Reading passage

Todd Orston:                   Because when we say that there's a difference. There's a big difference. If you illegally obtain a recording it can result in incarceration. It can result in criminal charges being brought.

Leh Meriwether:             Right.

Todd Orston:                   Not just civil litigation. So if you have any questions, contact an attorney.

Leh Meriwether:             Yeah, don't do anything without talking, if you have an existing case, talk to your lawyer in that case. Or before you do anything, talk to an attorney. Especially if there's questions of whether that recording's legal. So, you need to be conscious of that. Conscious of what your motivations are. Conscious of how you share this information.

Todd Orston:                   I'm conscious of something. We're out of time.

Leh Meriwether:             No. No. We're not really out of time, but up next we're going to be talking about more interesting cases and situations such as how long can an opposing council delay a modification of custody?

Leh Meriwether:             Welcome, everyone. I'm Leh Meriwether and with me is Todd Orston. Todd and I are partners at the law firm of Meriwether and Tharp and you're listening to Meriwether and Tharp, the new talk 106.7. If you want to read more about us, you can always check us out online at atlantadivorceteam.com.

Leh Meriwether:             Well, we left off with a question about can I share a legally recorded conversation because everybody thinks this person is a great person, and behind closed doors they're not. I think we answered that question. There was a comment at the end of it said, "very narcissistic and borderline." That wasn't, because they mentioned that comment, I just want to, if you're in the middle of litigation and you think this person has those characteristics of those two personalities, personality disorders, you should read the book called Splitting by Bill Eddy. He was on our show before. He had a show called the five, he had wrote a book recently called The Five Types of People That Will Ruin Your Life. And this was an earlier book, but it's a great book if you're dealing with that in a custody dispute or a divorce case.

(Region labeling records)
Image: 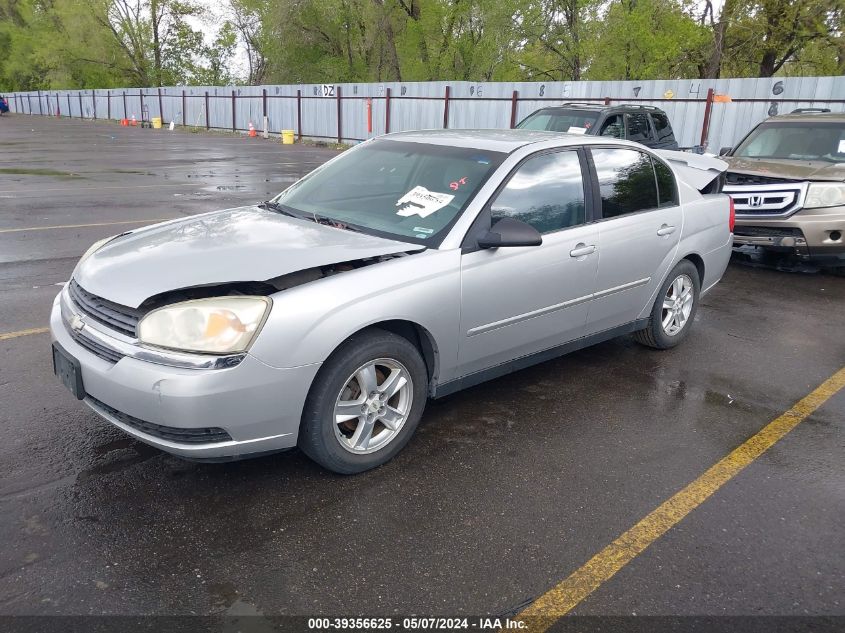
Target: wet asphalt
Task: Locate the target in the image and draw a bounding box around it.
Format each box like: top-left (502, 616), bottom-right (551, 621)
top-left (0, 115), bottom-right (845, 615)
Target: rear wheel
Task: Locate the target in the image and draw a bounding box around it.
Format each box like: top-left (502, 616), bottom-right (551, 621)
top-left (634, 259), bottom-right (701, 349)
top-left (299, 329), bottom-right (428, 474)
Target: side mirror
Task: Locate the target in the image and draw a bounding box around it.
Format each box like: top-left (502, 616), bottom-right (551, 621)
top-left (478, 218), bottom-right (543, 248)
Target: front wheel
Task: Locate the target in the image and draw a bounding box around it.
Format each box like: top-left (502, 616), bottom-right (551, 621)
top-left (299, 329), bottom-right (428, 475)
top-left (634, 259), bottom-right (701, 349)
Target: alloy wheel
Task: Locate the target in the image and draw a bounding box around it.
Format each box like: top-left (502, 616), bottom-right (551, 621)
top-left (660, 274), bottom-right (695, 336)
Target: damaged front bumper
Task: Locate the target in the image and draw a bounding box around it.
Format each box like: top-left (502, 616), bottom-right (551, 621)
top-left (50, 291), bottom-right (320, 459)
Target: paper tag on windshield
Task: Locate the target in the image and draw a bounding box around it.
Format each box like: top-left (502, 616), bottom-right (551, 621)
top-left (396, 185), bottom-right (455, 218)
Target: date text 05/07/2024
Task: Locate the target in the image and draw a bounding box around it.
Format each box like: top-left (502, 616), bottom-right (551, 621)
top-left (308, 617), bottom-right (527, 631)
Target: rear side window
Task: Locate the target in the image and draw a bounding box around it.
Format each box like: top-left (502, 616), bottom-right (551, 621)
top-left (627, 114), bottom-right (651, 143)
top-left (490, 151), bottom-right (586, 233)
top-left (651, 112), bottom-right (675, 143)
top-left (592, 148), bottom-right (660, 218)
top-left (652, 160), bottom-right (678, 207)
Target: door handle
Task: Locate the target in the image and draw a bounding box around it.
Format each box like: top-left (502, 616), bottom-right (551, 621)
top-left (569, 242), bottom-right (596, 257)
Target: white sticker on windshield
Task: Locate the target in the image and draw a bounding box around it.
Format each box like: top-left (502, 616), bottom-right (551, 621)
top-left (396, 185), bottom-right (455, 218)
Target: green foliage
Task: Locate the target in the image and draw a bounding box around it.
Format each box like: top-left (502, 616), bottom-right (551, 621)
top-left (0, 0), bottom-right (845, 90)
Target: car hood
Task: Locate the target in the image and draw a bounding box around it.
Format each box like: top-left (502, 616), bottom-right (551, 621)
top-left (725, 157), bottom-right (845, 182)
top-left (73, 207), bottom-right (424, 308)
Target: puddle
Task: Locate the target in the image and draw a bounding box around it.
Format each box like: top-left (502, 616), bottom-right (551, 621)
top-left (0, 167), bottom-right (82, 178)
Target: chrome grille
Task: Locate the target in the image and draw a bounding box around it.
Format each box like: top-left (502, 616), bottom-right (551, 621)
top-left (69, 330), bottom-right (124, 363)
top-left (68, 279), bottom-right (141, 338)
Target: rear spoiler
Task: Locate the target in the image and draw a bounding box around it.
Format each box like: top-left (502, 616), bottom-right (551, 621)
top-left (655, 149), bottom-right (728, 193)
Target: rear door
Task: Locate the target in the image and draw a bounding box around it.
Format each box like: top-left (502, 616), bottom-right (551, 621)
top-left (650, 112), bottom-right (678, 149)
top-left (458, 149), bottom-right (598, 376)
top-left (586, 147), bottom-right (683, 334)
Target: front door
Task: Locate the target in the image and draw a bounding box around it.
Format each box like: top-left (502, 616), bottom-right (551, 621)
top-left (458, 150), bottom-right (598, 376)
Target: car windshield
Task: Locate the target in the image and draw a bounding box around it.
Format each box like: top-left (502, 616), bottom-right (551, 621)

Problems and tasks
1. Decide whether each statement agrees with the transcript, answering yes or no and quoting the words that settle it.
(a) Illegally obtaining a recording can lead to criminal charges.
(b) Leh Meriwether and Todd Orston are partners at a firm called Meriwether and Orston.
(c) The show is heard on the new talk 106.7.
2. Using the transcript, answer each question briefly.
(a) Whom does Todd Orston say to contact if you have any questions?
(b) At what website can listeners read more about the firm?
(c) What is the title of the book by Bill Eddy that Leh Meriwether recommends reading?
3. Translate this sentence from the transcript into Spanish: "If you illegally obtain a recording it can result in incarceration."
Answer from the transcript alone.

Solutions
1.
(a) Yes: "It can result in criminal charges being brought."
(b) No: "Todd and I are partners at the law firm of Meriwether and Tharp"
(c) Yes: "you're listening to Meriwether and Tharp, the new talk 106.7."

2.
(a) An attorney.
(b) atlantadivorceteam.com
(c) Splitting.

3. Si obtienes una grabación de forma ilegal, puede resultar en encarcelamiento.